To do
[a] In the passage on Gustav's flooding around New Orleans, what height did water levels reach in Shell Beach?
[b] From the passage on Gustav's flooding around New Orleans, write out the portion starting with "The Industrial Canal" and going on through "erode the foundations.".

Given text
Interestingly, Braithwaite abuts the Caernarvon Fresh Water Diversion Project, a gate in the Mississippi River that’s opened at strategic times during the year to send river water over the marshes, depositing silt and slowing the progress of coastal erosion. Now the Corps plans to open the gates and allow floodwaters to flow in the opposite direction – into the river instead of out – in order to ease the pressure on the affected levee.

The site is also notorious: during the 1927 Mississippi River flood, Louisiana officials dynamited the river levee at Caernarvon, flooding Plaquemines and St. Bernard Parishes in order to save New Orleans. Residents were promised restitution, but got almost nothing afterward. And blowing up the levee turned out to be pointless – thanks to levee breaks upstream, New Orleans would not have flooded. This is one source of the persistent rumors about dynamiting levees that resurfaced during Katrina.

Update: MSNBC is reporting that opening the Caernarvon gates worked; the water level has dropped and the levee is intact.

Not good: water has begun to overtop floodwalls in the New Orleans Industrial Canal. This is happening in the Upper 9th Ward – i.e., on the other side of the canal from the Lower 9th. As the picture and the name of the canal indicate, this is an industrial area of town. The floodwalls in question have been fortified post-Katrina. Corps officials are saying that this is not true overtopping – i.e., it’s mainly waves being pushed over by wind.

However, indications are the water is still rising. In Shell Beach, which lies to the east, water levels have reached 10 feet:

The Industrial Canal connects both to Lake Pontchartrain and to the eastern marshes where Shell Beach is, so the water level has the potential to keep rising as the storm moves through. Also, once water starts coming over the top of a levee or floodwall, its capacities are obviously exceeded; structural problems begin to mount and the risk of a breach increases. Fortunately, these floodwalls are equipped with concrete splashpads on the dry side so that water flowing over them won’t erode the foundations.

Update: Corps officials in Baton Rouge say they believe the wall will hold. Water levels in the canal will likely drop because the water will flow into Lake Pontchartrain, where the water level has not risen appreciably (which is why they have not had to shut the new floodgates on the drainage canals that lead into city neighborhoods). Gustav’s winds have been pushing water into New Orleans from the south and east. But to get into the lake, the Gulf storm surge has to travel both farther north and then a lot farther inland. That would require powerful, sustained easterly winds. That’s why the lake isn’t filling up – Gustav is too far to the west, and moving away. Also, as you can see from the Shell Beach graphic, the water level to the east of New Orleans appears to have topped out at 10 feet. As Gustav moves on, the winds will shift to the west and begin pushing that water back out to sea.

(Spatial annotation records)
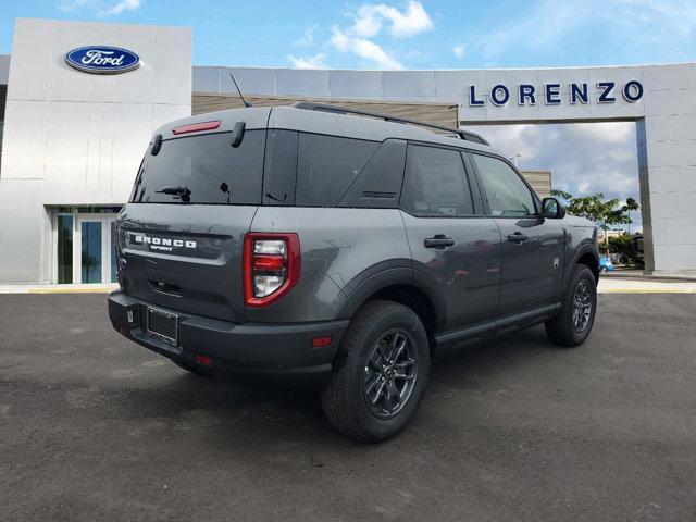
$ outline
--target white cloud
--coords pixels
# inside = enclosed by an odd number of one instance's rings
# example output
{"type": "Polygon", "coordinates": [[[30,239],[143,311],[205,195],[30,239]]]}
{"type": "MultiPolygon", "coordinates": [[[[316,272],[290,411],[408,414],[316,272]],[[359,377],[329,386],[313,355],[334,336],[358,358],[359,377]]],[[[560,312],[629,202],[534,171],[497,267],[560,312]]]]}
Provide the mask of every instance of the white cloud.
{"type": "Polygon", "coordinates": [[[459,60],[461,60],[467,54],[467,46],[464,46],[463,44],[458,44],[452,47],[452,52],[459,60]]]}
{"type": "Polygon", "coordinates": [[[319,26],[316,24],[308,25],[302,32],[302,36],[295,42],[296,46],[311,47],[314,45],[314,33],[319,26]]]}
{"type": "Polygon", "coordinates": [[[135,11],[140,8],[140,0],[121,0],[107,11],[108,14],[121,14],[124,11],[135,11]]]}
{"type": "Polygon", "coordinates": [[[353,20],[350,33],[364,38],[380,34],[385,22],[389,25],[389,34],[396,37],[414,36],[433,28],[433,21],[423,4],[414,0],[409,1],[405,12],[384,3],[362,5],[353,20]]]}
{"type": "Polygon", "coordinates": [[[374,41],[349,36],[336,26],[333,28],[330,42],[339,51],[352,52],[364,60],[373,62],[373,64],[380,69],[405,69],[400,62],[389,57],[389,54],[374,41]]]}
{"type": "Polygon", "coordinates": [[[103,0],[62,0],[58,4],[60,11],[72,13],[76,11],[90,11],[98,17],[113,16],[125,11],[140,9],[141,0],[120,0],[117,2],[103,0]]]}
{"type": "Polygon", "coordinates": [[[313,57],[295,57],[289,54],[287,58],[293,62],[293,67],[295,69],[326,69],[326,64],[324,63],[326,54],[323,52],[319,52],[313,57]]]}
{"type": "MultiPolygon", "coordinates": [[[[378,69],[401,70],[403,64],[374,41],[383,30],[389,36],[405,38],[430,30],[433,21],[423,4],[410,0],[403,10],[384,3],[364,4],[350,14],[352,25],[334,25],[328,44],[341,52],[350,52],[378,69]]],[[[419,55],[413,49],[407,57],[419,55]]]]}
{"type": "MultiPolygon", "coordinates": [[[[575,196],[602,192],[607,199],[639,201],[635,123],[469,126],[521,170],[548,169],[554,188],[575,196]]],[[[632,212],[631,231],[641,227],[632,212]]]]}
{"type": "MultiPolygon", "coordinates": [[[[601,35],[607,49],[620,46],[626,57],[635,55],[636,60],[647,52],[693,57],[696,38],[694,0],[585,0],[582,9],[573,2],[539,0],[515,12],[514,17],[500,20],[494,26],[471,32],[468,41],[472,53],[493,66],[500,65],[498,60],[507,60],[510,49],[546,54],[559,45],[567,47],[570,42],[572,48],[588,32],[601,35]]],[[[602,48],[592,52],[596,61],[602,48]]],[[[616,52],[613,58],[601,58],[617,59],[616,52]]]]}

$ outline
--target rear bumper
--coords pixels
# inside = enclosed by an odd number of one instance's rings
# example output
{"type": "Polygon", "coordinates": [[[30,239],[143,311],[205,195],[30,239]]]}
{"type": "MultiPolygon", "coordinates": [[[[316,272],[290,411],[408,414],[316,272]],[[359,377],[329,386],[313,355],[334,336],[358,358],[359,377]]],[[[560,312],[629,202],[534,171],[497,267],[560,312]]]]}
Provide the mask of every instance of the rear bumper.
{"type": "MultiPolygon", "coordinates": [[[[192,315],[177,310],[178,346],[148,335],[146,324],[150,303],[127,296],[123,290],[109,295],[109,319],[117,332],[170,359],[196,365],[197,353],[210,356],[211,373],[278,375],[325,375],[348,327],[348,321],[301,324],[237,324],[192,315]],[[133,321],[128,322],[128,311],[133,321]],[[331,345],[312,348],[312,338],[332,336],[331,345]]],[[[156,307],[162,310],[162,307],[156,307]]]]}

Correct answers
[a] 10 feet

[b]
The Industrial Canal connects both to Lake Pontchartrain and to the eastern marshes where Shell Beach is, so the water level has the potential to keep rising as the storm moves through. Also, once water starts coming over the top of a levee or floodwall, its capacities are obviously exceeded; structural problems begin to mount and the risk of a breach increases. Fortunately, these floodwalls are equipped with concrete splashpads on the dry side so that water flowing over them won’t erode the foundations.